▸ GIVEN TEXT:
* BEGIN *

It was time to brew this year's Christmas
beer.
This is no small matter for brewers. Winter
Warmer, Holiday Reserve, Santa Claus Beer - whatever
it's called, a brewer's Christmas beer is the most special
of the year. It goes back to medieval monks, who traditionally
saved their best ingredients for a brew to honor the
birth of Christ.
Or, at least, that's the story.
For O'Reilly, the lone brewer at Phoenixville's
Sly Fox Brewhouse & Eatery, it's a chance to play
to the crowd.
"Everybody at a brewpub expects a
Christmas beer," O'Reilly said while running a
paddle through a thick mash of steaming grain. "It's
like egg nog or hot cider - you want a taste of something
special, that you only drink once a year."
The pressure is on,
then.
O'Reilly showed no stress, however. Dressed
in a T-shirt and tattered jeans - the usual, comfortable
garb for a 30-something brewer - he seemed at ease in
the confined space of his brewhouse. Up and down a steel
ladder, he busily adjusted valves and checked gauges.
"I've been doing this for nine years,"
he shrugged, paddling the porridgelike mash.
A native of New England, he got his start
by apprenticing in a couple of small New Hampshire breweries
before taking a job with the John Harvard chain in Cleveland.
He hit the local scene in '99 at New Road, the former
Collegeville brewpub, where he quickly gained notice
with a gold medal winner (a German-style Pilsener) at
the Great American Beer Festival.
After New Road's brewery went dry, O'Reilly
spent a few months at Victory in Downingtown before
landing the Sly Fox gig last March.
He quickly showed that his GABF medal
was no fluke. Last month, America's most important beer-judging
event handed O'Reilly a bronze for his French Creek
Helles, a light lager.
Beer freaks noticed. You see a Sly Fox
tap handle, you know you're going to get an expertly
crafted brew with balanced flavor. Helles, for instance,
greets you like a routine thirst-quencher - the sort
of thing you've been drinking since you turned 18. But
it finishes with a remarkably rounded malt body that
raises the stakes well above lawnmower standards.
It is pure and simple.
And that's not an easy feat where the
limited space and rudimentary equipment of a tiny brewpub
conspire against a brewer. Each batch at Sly Fox produces
only about 25 kegs - enough for a decent-sized frat
party.
I wondered how O'Reilly would tackle the
challenge of a head-banger like Christmas beer.
When I visited, midway through the batch,
a comfortable haze of steam lifted out of the mash tun.
The sweet aroma wafted into my face and fogged my glasses.
"In New England, Christmas beers
are usually big, hoppy IPAs [India Pale Ale],"
he said. "Of course, brewers loved it.
"But when I got out to Cleveland,
they expected a spiced ale. So we developed a Harvest
Ale, a malty red ale with a lot of spices."
Red ales got a bum rap a few years ago
when, in a flash of popularity, every brewpub (and even
a few suds factories) sprayed its own crimson version
at addled patrons. Many of 'em were red in color only,
with little of the roasty malt flavor balanced with
high hops bitterness.

* END *

▸ Entries taken from a collection:
* BEGIN *

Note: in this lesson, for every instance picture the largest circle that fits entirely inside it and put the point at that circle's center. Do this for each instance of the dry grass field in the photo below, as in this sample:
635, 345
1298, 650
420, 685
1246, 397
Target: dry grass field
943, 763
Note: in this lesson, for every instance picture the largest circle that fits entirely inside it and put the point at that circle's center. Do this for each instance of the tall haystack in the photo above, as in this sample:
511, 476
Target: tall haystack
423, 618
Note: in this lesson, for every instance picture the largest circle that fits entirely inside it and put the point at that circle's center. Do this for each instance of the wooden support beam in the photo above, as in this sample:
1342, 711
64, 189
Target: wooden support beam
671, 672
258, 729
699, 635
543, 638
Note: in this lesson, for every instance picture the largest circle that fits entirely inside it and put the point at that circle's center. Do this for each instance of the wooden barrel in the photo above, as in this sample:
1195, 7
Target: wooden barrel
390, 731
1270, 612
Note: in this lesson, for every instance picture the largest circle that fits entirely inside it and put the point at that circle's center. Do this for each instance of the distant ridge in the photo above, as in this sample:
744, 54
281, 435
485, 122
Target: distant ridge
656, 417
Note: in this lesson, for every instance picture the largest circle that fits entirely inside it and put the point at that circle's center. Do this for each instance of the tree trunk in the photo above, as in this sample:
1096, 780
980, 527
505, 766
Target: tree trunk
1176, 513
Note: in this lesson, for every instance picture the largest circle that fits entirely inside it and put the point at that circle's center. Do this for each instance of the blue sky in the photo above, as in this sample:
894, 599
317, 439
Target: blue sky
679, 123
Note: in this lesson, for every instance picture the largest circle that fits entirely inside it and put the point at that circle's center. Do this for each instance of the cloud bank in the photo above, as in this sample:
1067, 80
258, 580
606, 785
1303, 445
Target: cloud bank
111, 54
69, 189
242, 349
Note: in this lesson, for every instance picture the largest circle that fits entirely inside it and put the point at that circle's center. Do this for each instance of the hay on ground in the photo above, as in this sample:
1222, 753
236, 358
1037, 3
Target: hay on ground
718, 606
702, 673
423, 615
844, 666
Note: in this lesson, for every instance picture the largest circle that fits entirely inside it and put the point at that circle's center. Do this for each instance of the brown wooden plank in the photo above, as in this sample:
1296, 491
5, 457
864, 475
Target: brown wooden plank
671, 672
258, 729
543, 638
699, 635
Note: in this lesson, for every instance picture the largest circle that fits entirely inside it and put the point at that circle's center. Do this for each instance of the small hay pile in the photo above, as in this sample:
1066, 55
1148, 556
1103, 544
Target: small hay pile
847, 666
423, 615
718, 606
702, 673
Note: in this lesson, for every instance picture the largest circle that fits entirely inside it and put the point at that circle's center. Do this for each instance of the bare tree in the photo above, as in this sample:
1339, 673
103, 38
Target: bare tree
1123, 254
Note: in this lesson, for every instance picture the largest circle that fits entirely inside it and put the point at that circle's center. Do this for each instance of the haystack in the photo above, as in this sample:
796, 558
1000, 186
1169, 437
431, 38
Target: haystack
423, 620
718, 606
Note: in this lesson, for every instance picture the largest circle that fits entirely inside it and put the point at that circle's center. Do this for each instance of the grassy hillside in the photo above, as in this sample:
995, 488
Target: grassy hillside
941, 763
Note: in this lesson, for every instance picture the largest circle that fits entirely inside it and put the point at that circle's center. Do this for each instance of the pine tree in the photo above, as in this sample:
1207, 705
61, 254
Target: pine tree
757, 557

* END *

▸ TASKS:
a: Could you copy out the records word for word, beginning at the line that contains "of the small" and stopping after the final line of the records?
b: Can you write what comes next in the article about the Sly Fox brewer and his Christmas beer, starting after its last sentence?

▸ THE RESPONSES:
a:
Note: in this lesson, for every instance picture the largest circle that fits entirely inside it and put the point at that circle's center. Do this for each instance of the small hay pile in the photo above, as in this sample:
1066, 55
1148, 556
1103, 544
Target: small hay pile
847, 666
423, 615
718, 606
702, 673
Note: in this lesson, for every instance picture the largest circle that fits entirely inside it and put the point at that circle's center. Do this for each instance of the bare tree in the photo above, as in this sample:
1339, 673
103, 38
Target: bare tree
1123, 254
Note: in this lesson, for every instance picture the largest circle that fits entirely inside it and put the point at that circle's center. Do this for each instance of the haystack in the photo above, as in this sample:
796, 558
1000, 186
1169, 437
431, 38
Target: haystack
423, 620
718, 606
Note: in this lesson, for every instance picture the largest circle that fits entirely inside it and put the point at that circle's center. Do this for each instance of the grassy hillside in the photo above, as in this sample:
995, 488
Target: grassy hillside
941, 763
Note: in this lesson, for every instance picture the largest circle that fits entirely inside it and put the point at that circle's center. Do this for each instance of the pine tree in the photo above, as in this sample:
1207, 705
61, 254
Target: pine tree
757, 557

b:
For O'Reilly, red ale provides just enough
sweetness to balance the spices he'll use to flavor
this beer. It starts with British pale malt, then a
touch of caramel malt (for sweetness) and chocolate
malt (for dark color).
He uses Centennial hops, a West Coast
favorite known for its occasional appearance in Sierra
Nevada's annual Celebration Ale. But O'Reilly uses only
enough to produce a relatively low 20 International
Bitterness Units (by comparison, a decent IPA will reach
50 IBUs).
"I'm not really concerned with the
hops presence on this beer," said O'Reilly. "The
Centennial will give me some fruity flavor, but the
aroma and flavor mostly boil out."
The same goes with the yeast. It's a British
pale ale yeast, which will provide some natural fruitiness
after fermentation - but not enough to notice in the
glass.
"Really," said O'Reilly. "This
beer gets its flavor from the spices."
Cinnamon, allspice, clove, nutmeg, fresh
ginger. Instead of cooking the spices into the beer,
a tea of those spices will be added just before kegging.
O'Reilly says that'll give the ale a fresher flavor.
Somewhere, I know, a Budcoorsmiller drinker
is grimacing. Nutmeg in beer? What is this, mom's pumpkin
pie?
Where's your holiday spirit, pal?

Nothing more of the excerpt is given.